**THE TASK**
Copy the material below word for word, leaving out the pictures.

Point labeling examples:
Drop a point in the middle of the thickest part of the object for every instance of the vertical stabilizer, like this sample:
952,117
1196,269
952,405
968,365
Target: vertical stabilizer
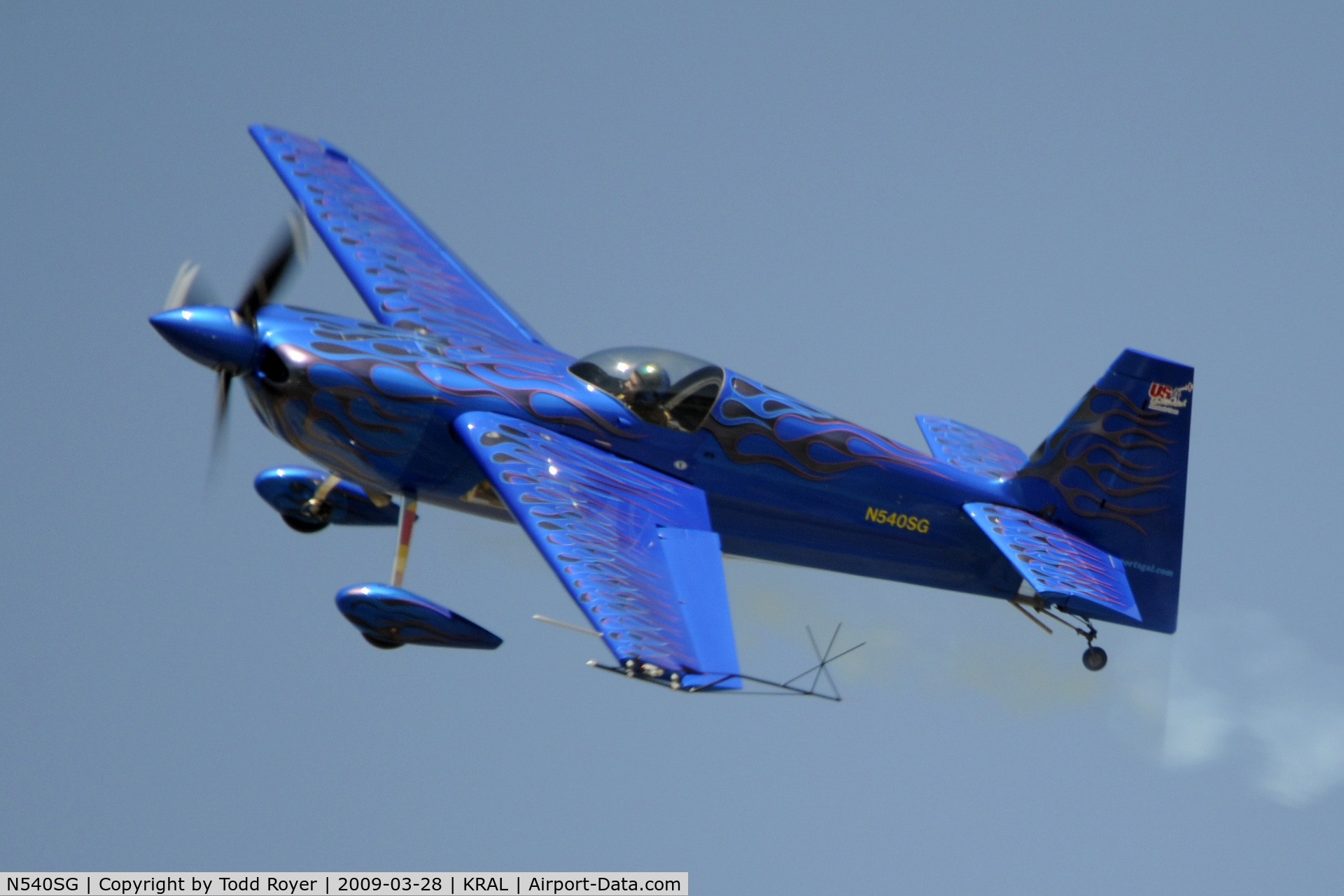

**TASK OUTPUT**
Drop a point in the middle of the thickest part of the object for every instance of the vertical stabilizer, like this sample:
952,117
1196,269
952,405
968,365
Target: vertical stabilizer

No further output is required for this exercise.